- [Supplied information]
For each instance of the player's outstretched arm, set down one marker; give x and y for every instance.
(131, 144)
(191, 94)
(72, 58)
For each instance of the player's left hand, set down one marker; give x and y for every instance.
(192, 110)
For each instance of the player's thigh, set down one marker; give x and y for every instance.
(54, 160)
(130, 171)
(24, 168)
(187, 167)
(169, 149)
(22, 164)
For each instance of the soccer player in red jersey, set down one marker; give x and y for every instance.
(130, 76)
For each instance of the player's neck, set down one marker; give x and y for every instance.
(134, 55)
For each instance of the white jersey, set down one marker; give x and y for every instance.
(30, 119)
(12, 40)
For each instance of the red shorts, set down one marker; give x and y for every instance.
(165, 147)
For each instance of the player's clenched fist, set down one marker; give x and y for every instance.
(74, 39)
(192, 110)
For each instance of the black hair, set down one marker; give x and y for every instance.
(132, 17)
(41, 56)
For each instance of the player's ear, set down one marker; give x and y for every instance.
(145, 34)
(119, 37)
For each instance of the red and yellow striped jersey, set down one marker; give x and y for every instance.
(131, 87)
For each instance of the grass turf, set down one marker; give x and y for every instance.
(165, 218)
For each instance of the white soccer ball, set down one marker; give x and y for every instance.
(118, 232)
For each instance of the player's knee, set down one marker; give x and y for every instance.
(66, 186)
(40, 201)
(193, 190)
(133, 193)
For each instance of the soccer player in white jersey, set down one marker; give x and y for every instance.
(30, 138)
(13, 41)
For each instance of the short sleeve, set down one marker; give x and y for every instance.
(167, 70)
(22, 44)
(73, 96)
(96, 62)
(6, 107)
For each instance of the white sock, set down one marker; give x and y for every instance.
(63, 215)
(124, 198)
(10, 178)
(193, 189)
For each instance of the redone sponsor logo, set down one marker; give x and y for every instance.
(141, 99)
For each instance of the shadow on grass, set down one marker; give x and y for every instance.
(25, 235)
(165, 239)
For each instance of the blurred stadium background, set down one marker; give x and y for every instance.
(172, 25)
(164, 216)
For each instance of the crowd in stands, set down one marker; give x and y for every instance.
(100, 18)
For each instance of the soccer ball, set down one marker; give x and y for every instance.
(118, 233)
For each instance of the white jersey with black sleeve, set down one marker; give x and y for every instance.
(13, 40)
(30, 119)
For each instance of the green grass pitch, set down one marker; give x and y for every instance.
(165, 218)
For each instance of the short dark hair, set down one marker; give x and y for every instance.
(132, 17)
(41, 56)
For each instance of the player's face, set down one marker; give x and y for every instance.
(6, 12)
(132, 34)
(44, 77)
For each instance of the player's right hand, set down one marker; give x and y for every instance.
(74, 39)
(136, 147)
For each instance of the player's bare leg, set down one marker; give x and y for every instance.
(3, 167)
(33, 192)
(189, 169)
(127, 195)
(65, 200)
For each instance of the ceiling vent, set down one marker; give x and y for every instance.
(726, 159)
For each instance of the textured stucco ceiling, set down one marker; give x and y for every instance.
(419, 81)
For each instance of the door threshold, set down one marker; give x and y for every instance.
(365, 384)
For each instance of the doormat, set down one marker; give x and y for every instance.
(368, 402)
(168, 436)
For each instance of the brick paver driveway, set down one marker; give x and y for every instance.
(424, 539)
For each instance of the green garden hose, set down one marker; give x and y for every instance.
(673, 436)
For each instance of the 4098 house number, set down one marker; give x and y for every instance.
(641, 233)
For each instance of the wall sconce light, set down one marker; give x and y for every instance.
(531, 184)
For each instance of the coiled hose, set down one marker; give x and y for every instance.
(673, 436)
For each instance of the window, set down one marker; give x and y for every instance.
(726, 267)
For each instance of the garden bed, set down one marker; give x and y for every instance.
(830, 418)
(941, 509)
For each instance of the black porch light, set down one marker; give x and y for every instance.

- [Problem description] Copy all of the lines above word for word, without changing anything.

- [Result of the task]
For each instance of the player's outstretched arm, set down one marker; give x and y for every instance.
(131, 144)
(191, 94)
(72, 58)
For each instance of the player's left hand, set down one marker; give x and y for every instance.
(192, 110)
For each instance of the player's thigh, set down one marker; give x and y for every instance.
(54, 160)
(130, 171)
(24, 168)
(187, 167)
(169, 149)
(22, 164)
For each instance of the soccer player in red jersey, set down one marker; give x and y for every instance.
(130, 76)
For each instance of the player's neck, set down one marker; give x and y for every instance.
(134, 55)
For each instance of the white jersey, set down one marker; give x and y for every instance.
(30, 119)
(12, 40)
For each instance of the red shorts, set down one marker; give x and y for every instance.
(165, 147)
For each instance of the player's clenched fist, set down one marker; give x and y for every instance.
(74, 39)
(192, 110)
For each instance of the black hair, set down one marker; give x and y for every instance.
(132, 17)
(41, 56)
For each instance of the player's ear, set down one marker; give x and y for every instance.
(145, 34)
(119, 37)
For each instance of the red and yellow striped jersey, set down one marker; give x and y for every instance.
(131, 87)
For each instance of the grass turf, set down one marker; give x and y for every instance.
(165, 218)
For each instance of the white soccer ball, set down one marker; give x and y for every instance.
(118, 232)
For each instance of the player's knee, set down one marker; give x and y for every instance.
(66, 186)
(40, 201)
(193, 190)
(133, 193)
For each instance of the soccer player in white jersey, set down one marker; give x and y for every instance.
(30, 138)
(13, 41)
For each instance of the short sleeve, set down one marker; give x and y for every instance.
(167, 70)
(22, 44)
(73, 96)
(96, 62)
(6, 107)
For each instance of the white sock, set down one marker; give x and y for every instance.
(63, 215)
(124, 198)
(10, 178)
(193, 189)
For each instance of the redone sponsor logo, set down one marker; give x and y for every instance.
(141, 99)
For each instance of the shadow on grass, set down one marker; give x and y for every instance.
(25, 235)
(165, 239)
For each instance of the blurred stadium background, set down one marker; give x and y for every instance.
(172, 25)
(164, 216)
For each instance of the crowd in stands, set down one marker; give x and y for every instance.
(100, 18)
For each instance of the soccer ball, set down one marker; give x and y for every instance.
(118, 233)
For each instance of the white jersey with black sleeve, set down one marker; give x and y for every instance.
(13, 40)
(30, 119)
For each instance of the green grass pitch, set down one marker; give x and y for every instance.
(165, 218)
For each instance of the short dark hair, set down one marker; give x and y for every instance.
(132, 17)
(41, 56)
For each instance of the player's face, set down one marker; give x and y for every instance.
(6, 12)
(132, 34)
(44, 77)
For each instance of the player's right hand, set down one marker; give x and y for every instance.
(74, 39)
(136, 147)
For each instance of the player's bare leg, set down one marker; give x and y for every instance.
(3, 167)
(33, 192)
(189, 169)
(127, 195)
(65, 200)
For each instance of the ceiling vent, set down one marker; give x and y for every instance.
(726, 159)
For each instance of the textured stucco ceiling, set down one marker; give x and y for every instance.
(419, 81)
For each instance of the door threshold, set down one marker; give x and y for every instance.
(365, 384)
For each instance of the doormat, set down one marker; give x and y for every instance.
(368, 402)
(168, 436)
For each instance of the brick paver driveway, set down one marker; give x and y for every instance.
(424, 539)
For each instance of the green garden hose, set down one marker; give x and y for every instance.
(673, 436)
For each instance of the 4098 house number, set down one marker; give x and y for every instance.
(641, 233)
For each instance of the wall sconce light, set down one marker; give x and y for every instance.
(531, 184)
For each instance of the coiled hose, set down one marker; give x and y for every instance.
(673, 436)
For each instance of the window, set down one marker; give x and y for every instance.
(726, 267)
For each instance of the garden bed, set down one marker; give x and y for every instance.
(830, 418)
(941, 509)
For each instance of the black porch light, set down one marker; give x and y for every instance.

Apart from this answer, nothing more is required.